READING PASSAGE start

There’s something similarly compelling about the voice of Sophie Dawes, who sings for Iyabe further down the bill. As it was with missing-in-action Delicate AWOL singer Caroline Ross, Annie and Sophie’s voices and words are clear, weightless and elusive – keeping you listening while you try to figure out the messages and hidden narratives floating past in slow streams of isolated moment and fleeting detail.

Regarding Iyabe – considering that they’re a five-piece, they sound remarkably skeletal. Soft pings, drum clicks, bass shadows. At their most expansive, they’re a pencil-sketch ghost of Seefeel’s dub-rock dreaminess: other tracks are a hypnotic rain-drip of slowly growing consciousness. Recent moves towards alliances with remixers, further fleshing out the band’s sound, may point the way forward: but, as with Hysterical Injury, there’s already plenty in place.


 
Two more of Saturday’s bands provide further dispatches from rock’s dissolving, dreamier side. The mystery brainchild of Christelle Atenstaedt, Twin’s drawn-out one-woman Gothpop offers a wealth of detail in its hypnotic overlaid folk drones and its reverberant, tangled-roots guitar chug, which seems to reference both Cranes and Sandy Denny. With electric cello adding occasional extra texture to a droning, crashing armoury of blood-stained guitar fuzz, Bath-based post-rockers Charivari have a sombre lysergic depth; plus a repertoire of zurna-like Mediterranean melodies to add to their gloaming-murmurs, their evenstar twinkles and their post-Mogwai cascades of noise.



 
Begun as a solo project by Andrew Cooke (inspired by ancient ghost stories and the concept of the English eerie), Saltings has evolved into a three-piece drone collective. Andrew (plus string players Liz Muir and Caitlin Callahan) gradually unveil an occult soundtrack full of marine and maritime references, maybe as much inspired by Andrew’s origins in the port of Dublin as by the current trio’s Bristol harbouring. Sampler-moulded sounds (noise-grates, hull-knocks, whistles, water-throbs and motors) are enfolded with double bass and cello parts – whispered, minimal elegies for the undetermined; or baleful shadings; or queasy, discombobulated, John Adams-styled loops both shaken and slurred.



 
The sole hip hop representative on the bill, Luui, rolls out complex, constantly unfolding raps over seductively silky, time-flexed instrumental samples: slurred, narcotic Rhodes piano doodles, bits of glowing solo jazz guitar smeared into something blunted and sinister. Arced out in short, enveloping doses – most of his tracks are over and done in a couple of minutes – it’s both intimate and claustrophobic: a growing autumnal darkness, a slowly moiling confusion.

READING PASSAGE end

- TO-DO LIST -
- a) Based on the music review, decide whether each statement agrees with it: (i) Saltings began as a solo project by Andrew Cooke; (ii) Iyabe is a three-piece band; (iii) most of Luui's tracks last well over ten minutes. Answer yes or no for each, quoting the words of the review that decide it.
- b) From the rows below, copy out the lines starting at the line that contains "Where can the cemetery" and ending at the line that contains "column 692, row 953". Include both of those lines.

EXTRACTED MATERIAL start

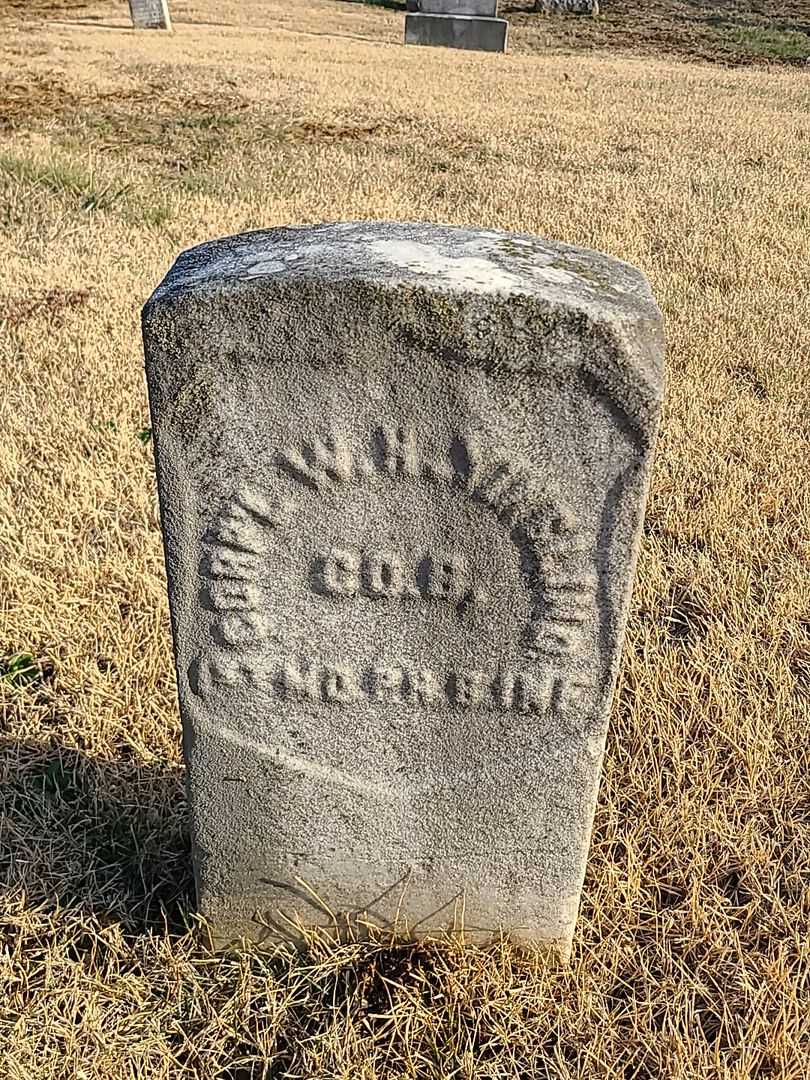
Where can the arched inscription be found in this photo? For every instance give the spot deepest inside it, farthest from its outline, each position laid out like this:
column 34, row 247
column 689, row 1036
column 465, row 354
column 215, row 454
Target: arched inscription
column 555, row 557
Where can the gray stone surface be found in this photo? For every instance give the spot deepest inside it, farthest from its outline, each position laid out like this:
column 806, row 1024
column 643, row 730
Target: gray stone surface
column 150, row 14
column 487, row 8
column 567, row 7
column 402, row 472
column 457, row 31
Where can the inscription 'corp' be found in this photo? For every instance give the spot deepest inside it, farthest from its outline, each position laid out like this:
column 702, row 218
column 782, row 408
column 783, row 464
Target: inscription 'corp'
column 556, row 558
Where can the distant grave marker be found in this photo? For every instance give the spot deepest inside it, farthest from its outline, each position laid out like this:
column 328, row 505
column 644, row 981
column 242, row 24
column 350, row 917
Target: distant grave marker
column 402, row 472
column 456, row 24
column 150, row 14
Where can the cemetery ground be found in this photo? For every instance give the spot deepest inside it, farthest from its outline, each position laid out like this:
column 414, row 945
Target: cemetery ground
column 692, row 953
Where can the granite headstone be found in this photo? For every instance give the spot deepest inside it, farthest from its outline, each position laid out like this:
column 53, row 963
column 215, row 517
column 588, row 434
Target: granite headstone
column 402, row 472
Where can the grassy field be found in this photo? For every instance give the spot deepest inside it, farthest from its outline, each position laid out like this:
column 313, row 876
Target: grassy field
column 118, row 149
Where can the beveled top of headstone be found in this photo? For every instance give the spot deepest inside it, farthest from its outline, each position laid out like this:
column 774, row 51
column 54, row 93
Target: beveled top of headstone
column 612, row 296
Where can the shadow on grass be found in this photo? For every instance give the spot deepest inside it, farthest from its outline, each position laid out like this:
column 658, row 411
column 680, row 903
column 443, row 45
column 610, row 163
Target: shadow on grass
column 107, row 838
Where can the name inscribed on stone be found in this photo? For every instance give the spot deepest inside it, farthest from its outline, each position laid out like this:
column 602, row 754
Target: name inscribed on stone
column 252, row 578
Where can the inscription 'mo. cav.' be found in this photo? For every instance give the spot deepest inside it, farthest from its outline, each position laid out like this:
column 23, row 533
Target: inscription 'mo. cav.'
column 312, row 683
column 555, row 556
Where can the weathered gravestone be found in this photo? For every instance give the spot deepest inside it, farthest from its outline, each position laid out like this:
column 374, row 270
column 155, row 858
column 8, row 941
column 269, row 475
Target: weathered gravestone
column 150, row 14
column 402, row 472
column 567, row 7
column 456, row 24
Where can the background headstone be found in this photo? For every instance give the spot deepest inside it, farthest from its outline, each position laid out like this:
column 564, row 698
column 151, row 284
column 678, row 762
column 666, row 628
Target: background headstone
column 457, row 31
column 567, row 7
column 402, row 472
column 150, row 14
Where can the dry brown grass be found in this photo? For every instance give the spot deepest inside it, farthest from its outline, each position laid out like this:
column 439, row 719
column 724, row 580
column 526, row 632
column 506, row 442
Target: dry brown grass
column 692, row 956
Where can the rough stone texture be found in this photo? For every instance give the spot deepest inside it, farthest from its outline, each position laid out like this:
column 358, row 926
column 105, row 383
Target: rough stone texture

EXTRACTED MATERIAL end

- RESULTS IN ORDER -
- a)
(i) Yes: "Begun as a solo project by Andrew Cooke"
(ii) No: "considering that they’re a five-piece"
(iii) No: "most of his tracks are over and done in a couple of minutes"

- b)
Where can the cemetery ground be found in this photo? For every instance give the spot deepest inside it, farthest from its outline, each position laid out like this:
column 414, row 945
Target: cemetery ground
column 692, row 953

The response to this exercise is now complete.